TASK OBJECTIVE ▸ What lines in the records below mention "shrub"? List them all.

Segment Start: STORED DATA

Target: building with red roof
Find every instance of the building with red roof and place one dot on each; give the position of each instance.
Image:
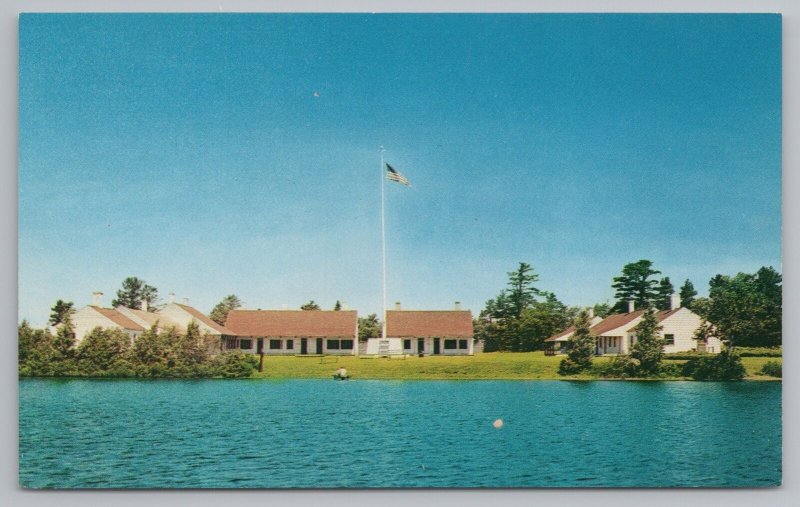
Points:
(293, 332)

Segment End: STORED DATA
Segment Start: STORED DATA

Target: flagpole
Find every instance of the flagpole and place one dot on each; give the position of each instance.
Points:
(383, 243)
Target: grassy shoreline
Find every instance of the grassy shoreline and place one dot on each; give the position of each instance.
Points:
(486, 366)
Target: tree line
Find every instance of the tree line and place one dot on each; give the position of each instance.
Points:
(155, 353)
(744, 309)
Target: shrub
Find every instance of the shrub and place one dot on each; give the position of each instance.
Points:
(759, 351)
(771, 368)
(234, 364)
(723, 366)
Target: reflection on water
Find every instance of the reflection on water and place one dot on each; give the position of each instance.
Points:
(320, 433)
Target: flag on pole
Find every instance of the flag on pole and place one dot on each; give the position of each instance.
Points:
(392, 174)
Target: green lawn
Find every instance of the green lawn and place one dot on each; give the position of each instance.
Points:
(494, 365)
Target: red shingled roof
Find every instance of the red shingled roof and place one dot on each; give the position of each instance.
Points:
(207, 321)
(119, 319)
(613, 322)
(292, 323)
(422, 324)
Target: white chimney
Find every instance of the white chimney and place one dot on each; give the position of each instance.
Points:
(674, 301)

Segment End: STORED DATA

REPLY TO THE EXERCISE ▸
Target: shrub
Find every instance of the shrub and place one dot on each; give the position of each instance.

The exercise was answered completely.